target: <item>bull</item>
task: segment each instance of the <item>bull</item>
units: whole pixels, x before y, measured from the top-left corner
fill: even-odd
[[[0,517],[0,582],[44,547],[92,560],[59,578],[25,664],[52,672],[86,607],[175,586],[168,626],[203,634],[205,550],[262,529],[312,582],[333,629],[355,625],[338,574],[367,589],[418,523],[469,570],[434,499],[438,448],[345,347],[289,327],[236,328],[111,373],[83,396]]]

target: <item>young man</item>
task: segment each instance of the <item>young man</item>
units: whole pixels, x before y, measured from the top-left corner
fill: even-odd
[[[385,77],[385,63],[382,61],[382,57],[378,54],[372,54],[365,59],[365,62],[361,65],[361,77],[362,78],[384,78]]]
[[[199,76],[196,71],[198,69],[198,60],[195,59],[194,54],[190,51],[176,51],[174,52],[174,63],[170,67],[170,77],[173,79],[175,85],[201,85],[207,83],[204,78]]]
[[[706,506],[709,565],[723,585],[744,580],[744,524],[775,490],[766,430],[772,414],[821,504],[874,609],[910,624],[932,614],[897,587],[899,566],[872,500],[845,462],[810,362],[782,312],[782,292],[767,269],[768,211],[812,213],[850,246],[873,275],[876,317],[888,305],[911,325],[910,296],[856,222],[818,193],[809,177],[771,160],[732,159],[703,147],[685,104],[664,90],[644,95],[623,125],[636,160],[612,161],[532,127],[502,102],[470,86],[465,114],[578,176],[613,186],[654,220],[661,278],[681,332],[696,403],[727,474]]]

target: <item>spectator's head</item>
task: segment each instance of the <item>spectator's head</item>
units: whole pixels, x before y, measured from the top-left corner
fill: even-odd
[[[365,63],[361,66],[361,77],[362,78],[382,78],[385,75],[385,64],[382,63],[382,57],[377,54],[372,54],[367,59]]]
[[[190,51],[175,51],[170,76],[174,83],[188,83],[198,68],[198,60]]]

Task to complete
Write out the whole listing again, exactly as it stands.

Solution to this problem
target: <item>bull</item>
task: segment each instance of the <item>bull</item>
units: whole pixels, x before y, measured from the top-left corner
fill: even-odd
[[[0,517],[0,582],[44,547],[92,560],[59,578],[25,664],[52,672],[86,607],[175,586],[168,626],[203,634],[205,550],[262,529],[312,582],[333,629],[355,625],[338,574],[367,589],[418,523],[469,570],[434,499],[438,448],[345,347],[289,327],[236,328],[111,373],[83,396]]]

target: <item>young man</item>
task: segment each instance of the <item>young man</item>
units: whole pixels, x before y, measured from the top-left corner
fill: even-odd
[[[385,77],[385,63],[382,61],[382,57],[378,54],[372,54],[365,59],[365,62],[361,65],[361,77],[362,78],[384,78]]]
[[[199,76],[196,71],[198,69],[198,60],[195,59],[194,54],[190,51],[176,51],[174,52],[174,63],[170,67],[170,77],[173,79],[175,85],[201,85],[207,83],[204,78]]]
[[[706,506],[709,565],[723,585],[744,580],[744,524],[775,490],[766,430],[772,414],[821,504],[874,609],[910,624],[932,614],[897,587],[899,566],[872,500],[845,462],[810,362],[782,312],[782,292],[767,269],[768,211],[812,213],[850,246],[873,275],[876,317],[888,305],[911,325],[910,296],[856,222],[818,193],[809,177],[771,160],[732,159],[703,147],[685,104],[664,90],[644,95],[623,125],[636,160],[612,161],[532,127],[502,102],[470,86],[465,114],[578,176],[613,186],[654,220],[661,278],[681,332],[696,403],[727,474]]]

target: <item>spectator's head</item>
task: segment each instance of the <item>spectator's head</item>
units: whole pixels, x before y, measured from the top-left corner
fill: even-odd
[[[365,63],[361,66],[361,77],[362,78],[382,78],[385,75],[385,64],[382,63],[382,57],[377,54],[372,54],[367,59]]]
[[[190,51],[175,51],[170,76],[174,83],[188,83],[198,68],[198,60]]]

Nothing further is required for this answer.